Stated task 1:
Reproduce the passage of the arbitration article from "Being aggrieved by" up to and including "and adduce evidence?".

Source:
-------------------------

Arbitration In IndiaAn Arbitral Award in Conflict with the Public Policy is liable to be Set Aside

February 9, 20230

The Supreme Court, in the case of M/s Alpine Housing Development Corporation Pvt. Ltd. v. Ashok S. Dhariwal and Others, [Civil Appeal No. 73 of 2023 decided on 19.01.2023], held that an Arbitral Award in conflict with the Public Policy  is liable to be set aside.


Mr. Ashok S. Dhariwal (hereinafter referred to as the “Respondent”) filed an application under Section 34 of the Arbitration and Conciliation Act, 1996 (hereinafter referred to as the “A&C Act”) before the Learned Additional City Civil and Sessions Judge, Benguluru (hereinafter referred to as the “Lower Court”) challenging an ex-parte award passed by the Arbitral Tribunal.

The Respondent had further filed an interim application IA No. 4 to adduce additional evidence. The Lower Court rejected the IA stating that if the permission to adduce evidence is granted, it would defeat the objective of A&C Act. The Lower Court further rejected the application under Section 34 of the A&C Act stating that the permission to adduce additional evidence was subject to writ petition before the High Court.

The Respondent subsequently filed a writ petition vide W.P. No. 50799/2019 before the Karnataka High Court (hereinafter referred to as the “High Court”) requesting to allow to adduce additional evidence under Section 34 of A&C Act. The High Court allowed the petition videorder dated 01.09.2021 (hereinafter referred to as the “Impugned Order”) and quashed and set aside the order of the Lower Court.

Being aggrieved by the Impugned Order, the Appellant has preferred the present appeal before this Hon’ble Court.


  1. Whether the applicant can adduce evidence under the ground relating to Public Policy in an application filed under Section 34 of the A&C Act
  2. Whether the Respondents fall under such an exceptional case that it is necessary to grant an opportunity to file affidavits and adduce evidence?


The Appellant contended that the Impugned Order passed by the High Court permitting to adduce additional evidence is against the objective of the amending Section 34(2)(a) of the A&C Act vide Act No.33/2019 (hereinafter referred to as the “Amendment Act”) that is to decide and dispose the Arbitration Proceedings at the earliest and to avoid delay.

-------------------------

Given data:
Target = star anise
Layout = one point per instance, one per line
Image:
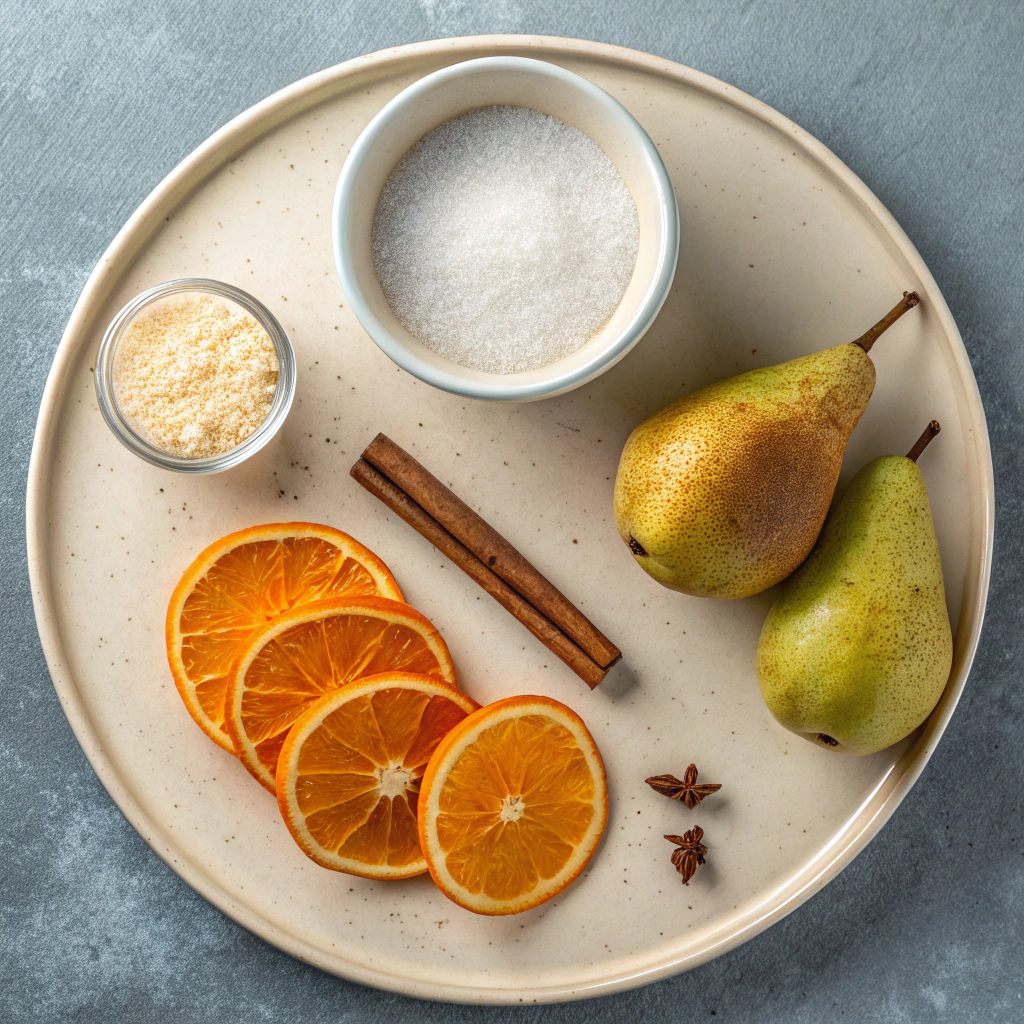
(690, 852)
(687, 791)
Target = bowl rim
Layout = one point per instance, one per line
(500, 389)
(121, 426)
(203, 163)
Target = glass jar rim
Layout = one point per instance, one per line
(132, 439)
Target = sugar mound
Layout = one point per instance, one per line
(505, 240)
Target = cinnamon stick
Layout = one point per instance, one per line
(401, 504)
(488, 546)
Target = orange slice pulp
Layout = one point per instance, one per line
(307, 652)
(348, 775)
(512, 805)
(238, 585)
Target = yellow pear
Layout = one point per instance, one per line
(857, 649)
(723, 493)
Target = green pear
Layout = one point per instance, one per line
(723, 493)
(856, 650)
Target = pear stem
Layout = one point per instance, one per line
(909, 300)
(923, 441)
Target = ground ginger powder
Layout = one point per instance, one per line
(194, 378)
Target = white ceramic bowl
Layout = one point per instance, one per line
(553, 90)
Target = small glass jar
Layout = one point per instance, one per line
(122, 427)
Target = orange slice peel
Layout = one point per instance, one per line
(349, 772)
(305, 653)
(244, 581)
(512, 805)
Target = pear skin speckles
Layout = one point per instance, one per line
(726, 488)
(858, 646)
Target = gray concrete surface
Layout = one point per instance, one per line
(99, 99)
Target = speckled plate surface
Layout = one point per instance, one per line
(783, 251)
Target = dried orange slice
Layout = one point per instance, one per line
(512, 805)
(312, 650)
(246, 580)
(349, 772)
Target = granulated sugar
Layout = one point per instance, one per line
(194, 378)
(505, 240)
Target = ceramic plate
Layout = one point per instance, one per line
(783, 252)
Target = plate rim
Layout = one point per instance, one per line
(205, 160)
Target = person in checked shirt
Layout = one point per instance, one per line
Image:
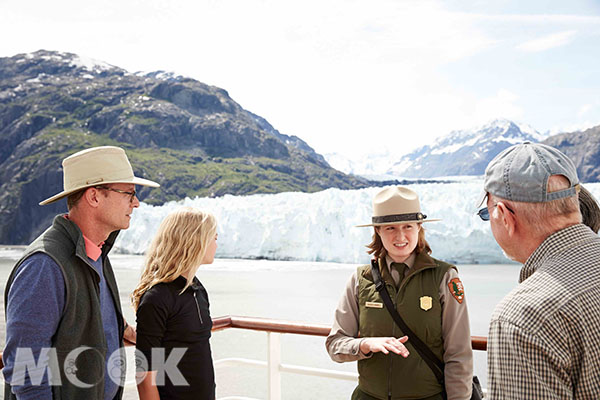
(543, 338)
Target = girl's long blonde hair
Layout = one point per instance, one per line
(178, 248)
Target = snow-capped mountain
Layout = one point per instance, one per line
(369, 166)
(463, 152)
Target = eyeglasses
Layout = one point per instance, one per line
(484, 213)
(131, 194)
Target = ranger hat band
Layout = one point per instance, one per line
(96, 166)
(396, 205)
(521, 173)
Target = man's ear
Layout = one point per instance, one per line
(507, 218)
(91, 197)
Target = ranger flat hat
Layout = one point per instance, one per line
(96, 166)
(397, 205)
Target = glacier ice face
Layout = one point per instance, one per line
(322, 226)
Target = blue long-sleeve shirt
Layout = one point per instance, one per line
(37, 299)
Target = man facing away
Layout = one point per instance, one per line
(543, 339)
(64, 326)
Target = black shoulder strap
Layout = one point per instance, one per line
(424, 351)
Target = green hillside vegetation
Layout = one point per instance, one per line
(190, 137)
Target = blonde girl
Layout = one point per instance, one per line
(172, 309)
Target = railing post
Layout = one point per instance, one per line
(273, 363)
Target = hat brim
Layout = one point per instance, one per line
(399, 222)
(64, 193)
(482, 197)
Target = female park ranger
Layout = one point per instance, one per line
(427, 294)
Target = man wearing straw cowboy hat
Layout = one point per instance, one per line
(404, 281)
(543, 339)
(64, 325)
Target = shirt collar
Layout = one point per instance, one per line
(92, 250)
(410, 261)
(556, 243)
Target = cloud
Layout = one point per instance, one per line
(502, 104)
(547, 42)
(584, 109)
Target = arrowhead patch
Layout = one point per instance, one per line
(457, 289)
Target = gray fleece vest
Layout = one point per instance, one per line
(81, 322)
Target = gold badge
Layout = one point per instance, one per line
(426, 303)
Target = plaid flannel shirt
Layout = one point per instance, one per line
(544, 340)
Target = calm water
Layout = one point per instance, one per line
(294, 291)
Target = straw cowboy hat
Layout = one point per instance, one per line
(396, 205)
(96, 166)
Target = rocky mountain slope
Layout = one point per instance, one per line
(583, 148)
(190, 137)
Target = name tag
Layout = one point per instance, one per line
(372, 304)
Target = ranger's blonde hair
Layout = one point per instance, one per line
(178, 248)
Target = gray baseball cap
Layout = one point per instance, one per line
(521, 172)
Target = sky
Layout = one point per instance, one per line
(354, 77)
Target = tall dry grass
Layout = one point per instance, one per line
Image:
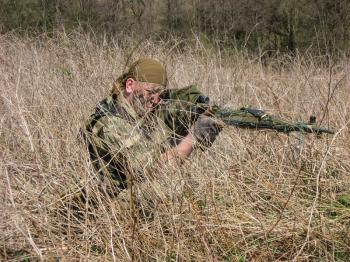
(254, 195)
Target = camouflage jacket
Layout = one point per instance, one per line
(120, 143)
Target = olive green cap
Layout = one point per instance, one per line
(143, 70)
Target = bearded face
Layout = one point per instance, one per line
(145, 98)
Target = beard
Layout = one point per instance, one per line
(140, 105)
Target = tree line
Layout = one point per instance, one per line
(259, 25)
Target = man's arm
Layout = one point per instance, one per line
(183, 149)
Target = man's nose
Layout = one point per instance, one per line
(155, 98)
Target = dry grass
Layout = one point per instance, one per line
(252, 196)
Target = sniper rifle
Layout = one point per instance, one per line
(181, 107)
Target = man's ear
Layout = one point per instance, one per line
(130, 85)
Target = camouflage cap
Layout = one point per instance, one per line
(143, 70)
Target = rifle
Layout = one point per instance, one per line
(181, 107)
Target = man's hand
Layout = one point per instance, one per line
(205, 130)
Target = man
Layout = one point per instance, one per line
(126, 137)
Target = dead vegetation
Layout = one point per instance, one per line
(253, 196)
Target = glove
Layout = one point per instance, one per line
(205, 130)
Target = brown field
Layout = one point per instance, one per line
(253, 196)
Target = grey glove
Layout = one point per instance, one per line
(205, 130)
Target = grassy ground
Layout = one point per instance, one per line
(253, 196)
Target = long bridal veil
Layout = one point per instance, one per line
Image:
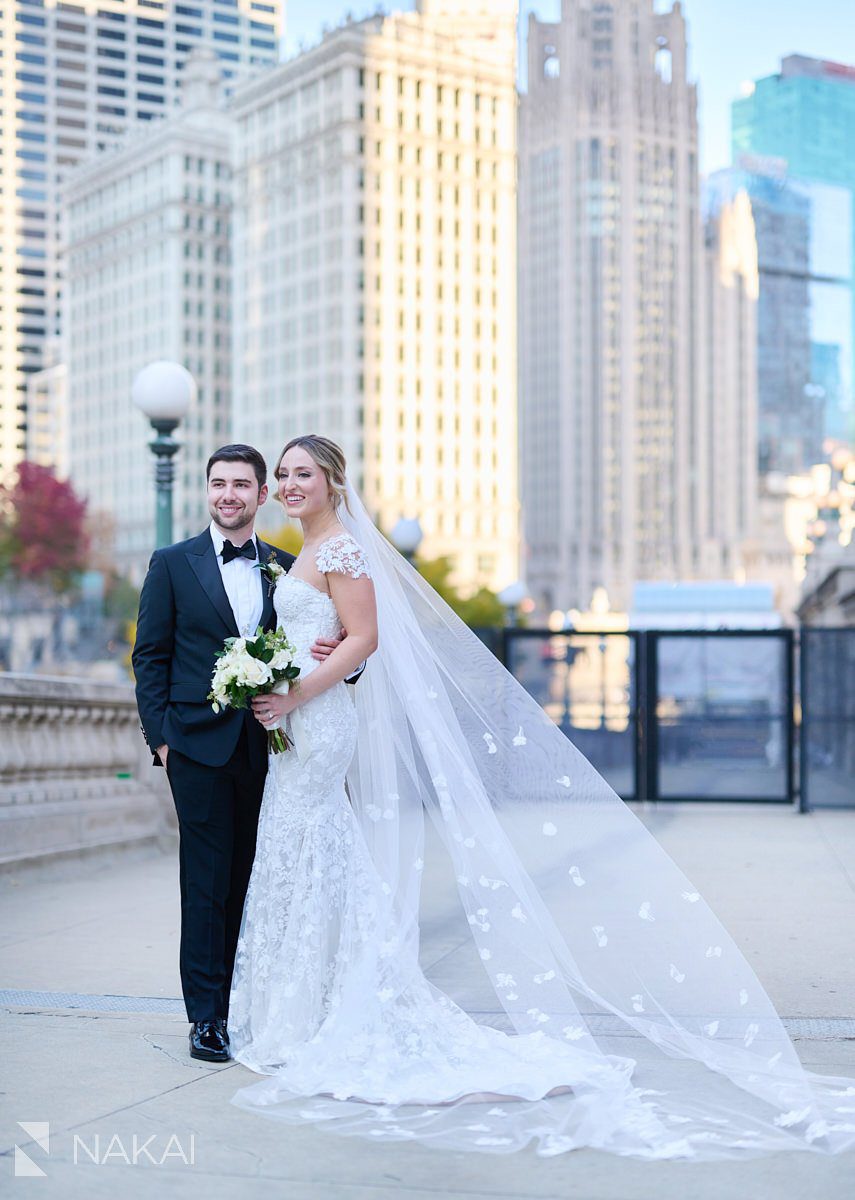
(564, 917)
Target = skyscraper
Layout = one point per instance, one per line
(614, 406)
(376, 269)
(77, 76)
(805, 115)
(148, 276)
(803, 244)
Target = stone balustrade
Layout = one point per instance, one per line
(75, 772)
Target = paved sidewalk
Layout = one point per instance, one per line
(94, 1041)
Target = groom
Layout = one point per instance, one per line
(196, 594)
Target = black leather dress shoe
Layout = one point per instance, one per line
(209, 1041)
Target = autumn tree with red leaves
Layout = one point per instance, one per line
(42, 528)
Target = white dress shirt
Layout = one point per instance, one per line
(241, 580)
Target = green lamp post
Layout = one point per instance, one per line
(163, 391)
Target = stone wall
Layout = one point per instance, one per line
(75, 771)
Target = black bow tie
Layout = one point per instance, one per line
(246, 551)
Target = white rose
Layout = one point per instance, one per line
(255, 672)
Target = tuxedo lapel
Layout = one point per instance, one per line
(264, 552)
(204, 565)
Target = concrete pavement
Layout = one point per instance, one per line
(94, 1042)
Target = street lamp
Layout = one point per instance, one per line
(163, 391)
(510, 599)
(406, 537)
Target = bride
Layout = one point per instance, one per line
(577, 931)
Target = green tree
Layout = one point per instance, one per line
(479, 610)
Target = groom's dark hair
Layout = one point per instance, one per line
(239, 453)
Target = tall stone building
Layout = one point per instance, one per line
(77, 76)
(376, 269)
(148, 276)
(614, 406)
(728, 448)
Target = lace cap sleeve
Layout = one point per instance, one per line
(342, 555)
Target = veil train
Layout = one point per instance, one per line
(562, 917)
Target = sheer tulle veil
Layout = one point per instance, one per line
(561, 916)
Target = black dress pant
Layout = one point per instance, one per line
(217, 819)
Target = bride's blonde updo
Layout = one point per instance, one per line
(329, 457)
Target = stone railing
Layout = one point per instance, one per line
(75, 772)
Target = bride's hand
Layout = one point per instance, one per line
(270, 708)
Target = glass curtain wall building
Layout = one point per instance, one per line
(805, 115)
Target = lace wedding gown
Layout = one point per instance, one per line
(324, 999)
(574, 915)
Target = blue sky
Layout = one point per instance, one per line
(730, 41)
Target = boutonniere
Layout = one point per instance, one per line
(271, 570)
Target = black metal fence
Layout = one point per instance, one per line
(827, 718)
(701, 715)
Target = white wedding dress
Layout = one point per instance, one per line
(572, 917)
(326, 1000)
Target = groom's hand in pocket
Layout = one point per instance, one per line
(324, 646)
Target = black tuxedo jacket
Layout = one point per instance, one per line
(184, 619)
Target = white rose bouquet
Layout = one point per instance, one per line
(249, 667)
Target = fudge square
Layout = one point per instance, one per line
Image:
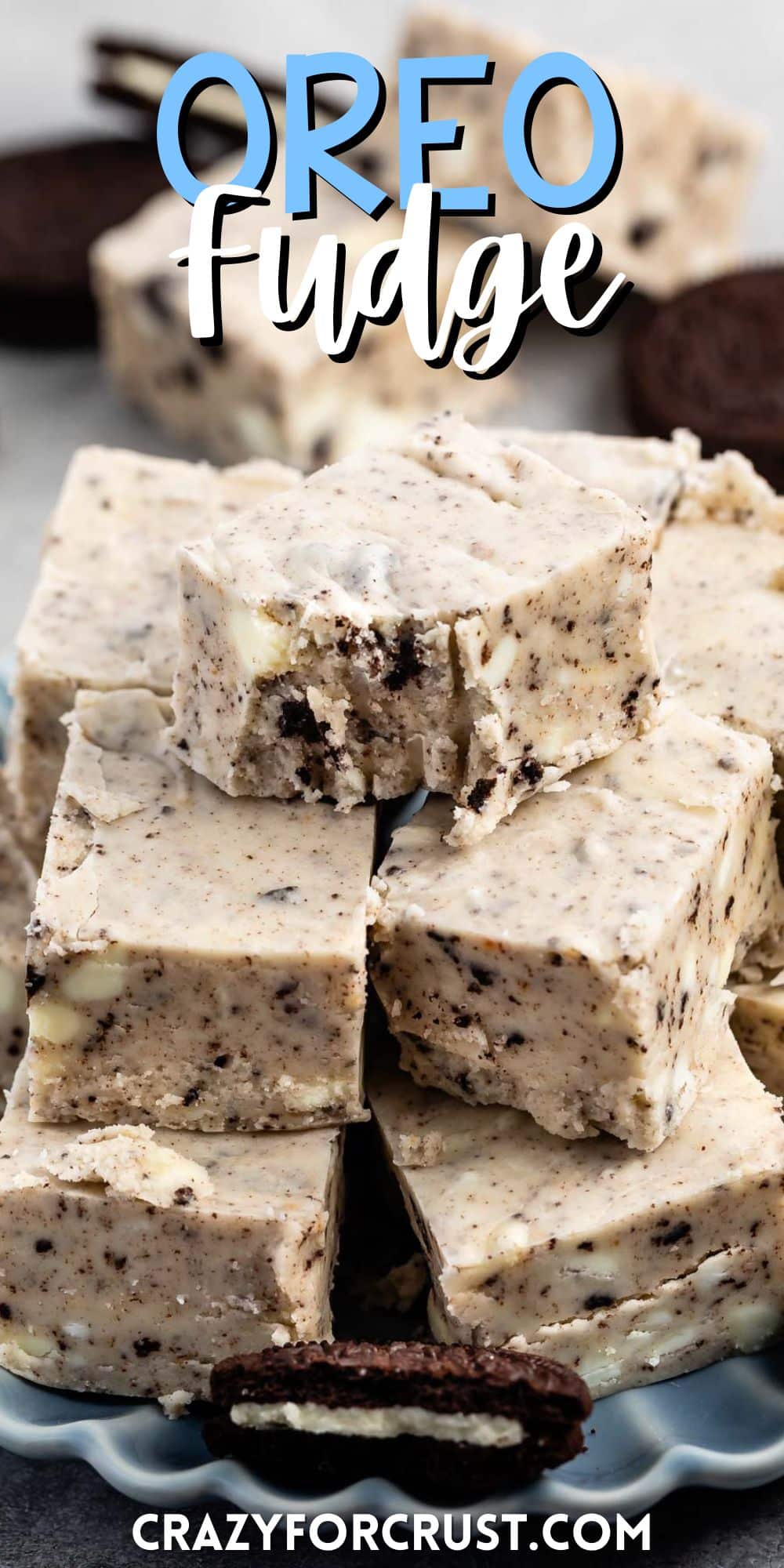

-------------------------

Stated task 2:
Render the lines of the listing from the line with "Target = black tuxedo jacket" up to and including its final line as a JSON list of strings, one string per line, leaving out blank lines and the pictures.

Answer 1:
Being aggrieved by the Impugned Order, the Appellant has preferred the present appeal before this Hon’ble Court.


  1. Whether the applicant can adduce evidence under the ground relating to Public Policy in an application filed under Section 34 of the A&C Act
  2. Whether the Respondents fall under such an exceptional case that it is necessary to grant an opportunity to file affidavits and adduce evidence?

Answer 2:
[
  "Target = black tuxedo jacket",
  "Layout = one point per instance, one per line",
  "(184, 619)",
  "Target = white rose bouquet",
  "Layout = one point per instance, one per line",
  "(249, 667)",
  "Target = fudge square",
  "Layout = one point per instance, one per line",
  "Image:"
]